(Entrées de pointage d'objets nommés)
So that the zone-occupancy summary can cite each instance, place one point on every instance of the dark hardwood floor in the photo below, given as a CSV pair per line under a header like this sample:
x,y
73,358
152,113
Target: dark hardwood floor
--
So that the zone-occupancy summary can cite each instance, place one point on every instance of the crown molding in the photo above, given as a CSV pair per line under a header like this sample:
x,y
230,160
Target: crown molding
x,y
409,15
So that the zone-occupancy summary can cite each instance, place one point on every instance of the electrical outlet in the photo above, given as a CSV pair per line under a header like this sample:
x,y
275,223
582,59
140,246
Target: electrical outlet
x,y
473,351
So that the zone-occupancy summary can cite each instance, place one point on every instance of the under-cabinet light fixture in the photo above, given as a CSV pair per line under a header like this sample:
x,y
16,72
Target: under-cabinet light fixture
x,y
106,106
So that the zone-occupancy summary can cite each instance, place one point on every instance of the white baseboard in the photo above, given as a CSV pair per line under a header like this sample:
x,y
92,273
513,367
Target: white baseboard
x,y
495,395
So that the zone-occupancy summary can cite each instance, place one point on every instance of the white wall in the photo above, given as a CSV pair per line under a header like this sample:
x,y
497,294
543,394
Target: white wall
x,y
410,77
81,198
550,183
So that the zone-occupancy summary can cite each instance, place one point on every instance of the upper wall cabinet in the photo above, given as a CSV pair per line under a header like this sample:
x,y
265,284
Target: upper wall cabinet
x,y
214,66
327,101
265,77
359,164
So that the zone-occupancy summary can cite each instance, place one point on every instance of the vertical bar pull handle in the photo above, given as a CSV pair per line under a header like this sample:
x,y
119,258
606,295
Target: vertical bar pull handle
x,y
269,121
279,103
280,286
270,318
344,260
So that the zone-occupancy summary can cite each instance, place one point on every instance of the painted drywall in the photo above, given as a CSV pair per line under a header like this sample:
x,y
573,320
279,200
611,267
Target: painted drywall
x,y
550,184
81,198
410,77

▸ **Consigne**: Quelles lignes des entrées ci-dessus contiennent la chaîne "pull" ? Identifiez-les et recopiez-les toutes, en respectant la casse.

▸ **Solution rédigée**:
So that the zone-occupancy summary can cite each instance, place one point on every instance of the vertical bar pull handle in the photo above, given as a CSV pair per line under a header like this sample:
Target: vertical bar pull handle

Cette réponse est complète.